[本文]

【動画あり】もっと深く知りたい方必見!衛生委員会等のオンライン開催について詳しく説明します

衛生委員会等のオンライン開催についての通達が示されました

2020年8月27日に「情報通信機器を用いた労働安全衛生法第17条、第18条及び第19条の規定に基づく安全委員会等の開催について(令和2年8月27日基発0827第1号)」でオンラインでの衛生委員会の開催についての条件などが定められました。
ざっくりとした内容は、10月1日に公開した以下の記事で解説していますので、ご覧ください。

今回はこちらをより詳しく、しっかりと解説していきたいと思います。

基本的な考え方

まず、厚生労働省労働基準局からは下記のとおり示されており、リモートワークの導入など働き方が変わったとしても、オンラインで実施することを引き続き義務として再確認しています。

安全委員会等は、事業者が講ずべき安全衛生対策の推進について、事業者に対して意見を述べさせるために設置・運営されるものであり、労使が協力し合い、事業場における安全衛生に係る事項について、十分に調査審議を尽くすことが必要不可欠である。
~中略~
情報通信機器を用いた開催においても、事業場における安全衛生に係る問題の十分な調査審議が確保されるよう、事業者は、記の2に留意の上、事業場の実情に応じた適切な方法により、安全委員会等の設置・運営を行う必要がある。

引用元:厚生労働省「情報通信機器を用いた労働安全衛生法第17条、第18条及び第19条の規定に基づく安全委員会等の開催について」

[指示] 本文に出てくる労働安全衛生法の条文番号をすべて挙げると、どれになりますか?

[提供データ]

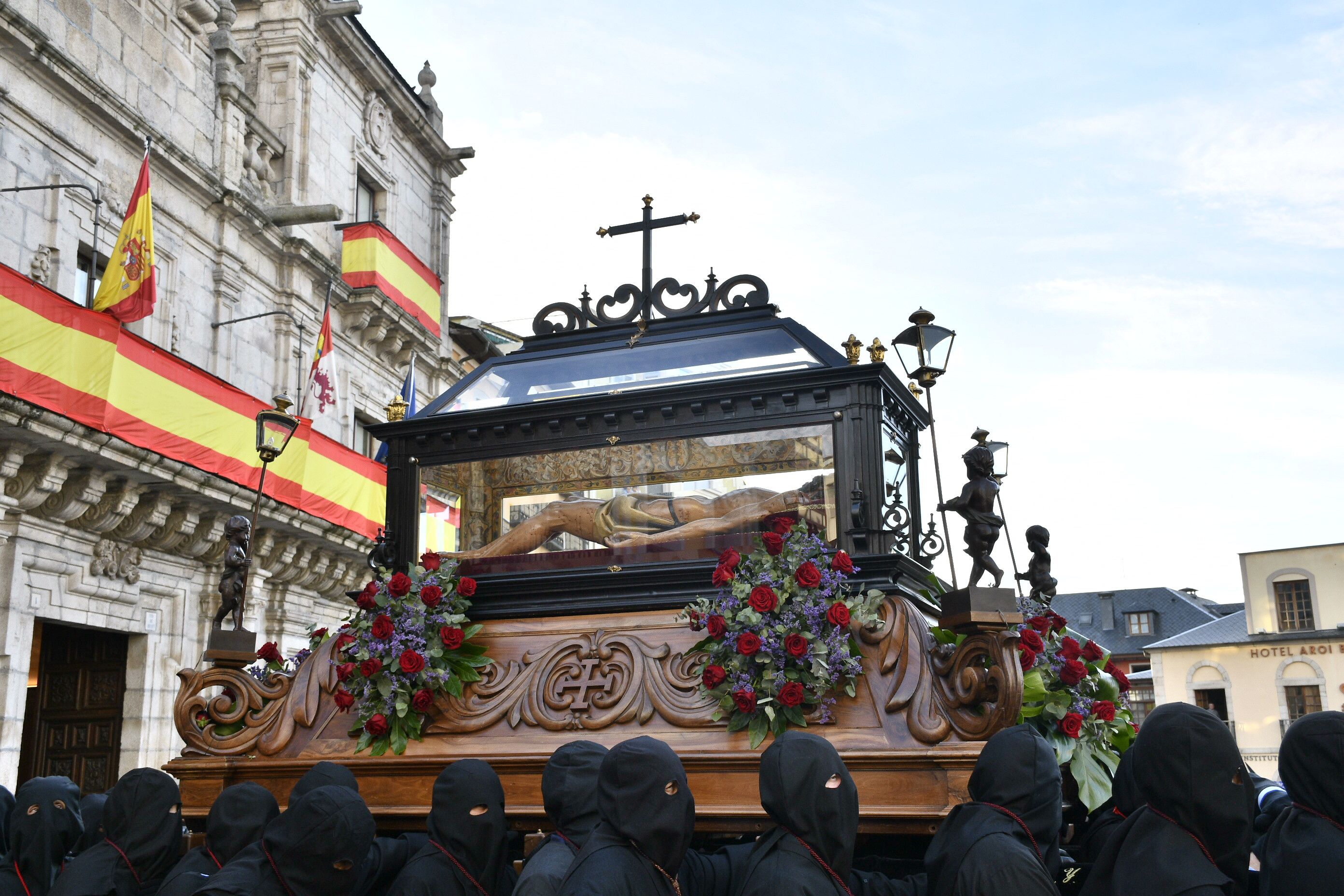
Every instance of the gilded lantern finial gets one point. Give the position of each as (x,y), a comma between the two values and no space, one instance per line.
(851,350)
(877,351)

[解答] 第17条、第18条、第19条